• **SUPPLIED TEXT**:
Mississippi follows the general rule that individual liability of corporate officers or directors may not be predicated merely on their connection to the corporation but must have as their foundation individual wrongdoing. This Court observed in Mississippi Printing Co., Inc. v. Maris, West & Baker, Inc., 492 So.2d 977, 978 (Miss.1986) that "the general rule is well established that when a corporate officer directly participates in or authorizes the commission of a tort, even on behalf of the corporation, he may be held personally liable." See also Wilson v. South Cent. Mississippi Farmers, Inc., supra, 494 So.2d at 361 ["(A)ny officer or agent of a corporation who actively participates in the commission of a tort [conversion] is personally liable to third persons injured thereby."]; First Mobile Home Corp. v. Little, 298 So.2d 676 (Miss.1974); Grapico Bottling Co. v. Ennis, 140 Miss. 502, 106 So. 97 (1925); Mozingo v. Correct Mfg. Corp., 752 F.2d 168, 174 (5th Cir.1985) ["The thrust of the general rule is that the officer to be held personally liable must have some direct, personal participation in the tort, as where the defendant was the guiding spirit behind the wrongful conduct or the central figure in the challenged corporate activity."] Our sister state of Alabama also adheres to the general rule. Ex Parte Charles Bell Pontiac-Buick-Cadillac-GMC, Inc. v. Bell, et al., 496 So.2d 774, 775 (Ala.1986) ["(T)he general rule is that officers or employees of a corporation are liable for torts in which they have personally participated ..." ]

In Wilson, supra, this Court quoted with approval the applicable rule to be:

The rule that directors, officers, or agents of a corporation are liable for their torts to a person injured thereby, ... is applicable where they are guilty of conversion. This is true even though they act in behalf of the corporation and although the corporation may also be liable, as where money or property of a third person is in the hands of the corporation and the officers in control knowingly and intentionally convert it by refusing to give up possession, or by applying it to the uses of the corporation; and it is also true even though the directors, officers, or agents act in good faith, and do not personally benefit or profit from the conversion. All who are concerned or participate in the wrong are personally liable. [emphasis supplied]

19 C.J.S. Corporations Sec. 849, p. 276.

• **SUPPLIED MATERIAL**:
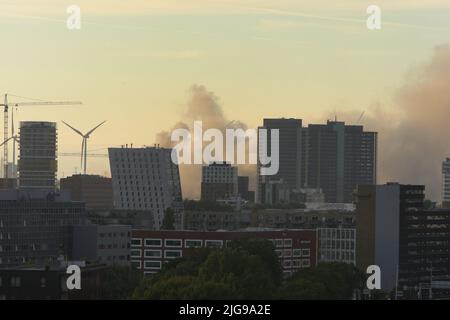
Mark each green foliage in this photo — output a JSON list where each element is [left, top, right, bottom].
[[133, 239, 364, 300], [279, 262, 364, 300], [184, 200, 234, 212], [133, 240, 281, 299], [99, 266, 143, 300]]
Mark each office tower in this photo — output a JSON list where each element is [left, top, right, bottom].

• **SET PROBLEM 1**:
Decide whether each statement below agrees with the passage on corporate officer liability. Answer yes or no for each, and quote the words of the passage that decide it.
(a) Under the rule quoted in Wilson, officers who convert property remain liable even if they acted in good faith.
(b) Alabama departs from the general rule followed in Mississippi.
(c) Individual liability of corporate officers may rest merely on their connection to the corporation.
• **SET PROBLEM 2**:
Reproduce the passage on corporate officer liability word for word. Begin at the words "The rule that" and stop after the words "849, p. 276.".
• **SET PROBLEM 3**:
Write the next part of the court's passage on corporate officer liability, starting right after its final line.

• **RIGHT ANSWER 1**:
(a) Yes: "it is also true even though the directors, officers, or agents act in good faith, and do not personally benefit or profit from the conversion."
(b) No: "Our sister state of Alabama also adheres to the general rule."
(c) No: "may not be predicated merely on their connection to the corporation but must have as their foundation individual wrongdoing."

• **RIGHT ANSWER 2**:
The rule that directors, officers, or agents of a corporation are liable for their torts to a person injured thereby, ... is applicable where they are guilty of conversion. This is true even though they act in behalf of the corporation and although the corporation may also be liable, as where money or property of a third person is in the hands of the corporation and the officers in control knowingly and intentionally convert it by refusing to give up possession, or by applying it to the uses of the corporation; and it is also true even though the directors, officers, or agents act in good faith, and do not personally benefit or profit from the conversion. All who are concerned or participate in the wrong are personally liable. [emphasis supplied]

19 C.J.S. Corporations Sec. 849, p. 276.

• **RIGHT ANSWER 3**:
The liability of corporate directors to creditors and third persons is also addressed in 19 C.J.S. Corporations Sec. 544, p. 175 (1990) as follows:

A director, officer, or agent is liable for the torts of the corporation or of other directors, officers, or agents when and only when, he has participated in the tortious act, or has authorized or directed...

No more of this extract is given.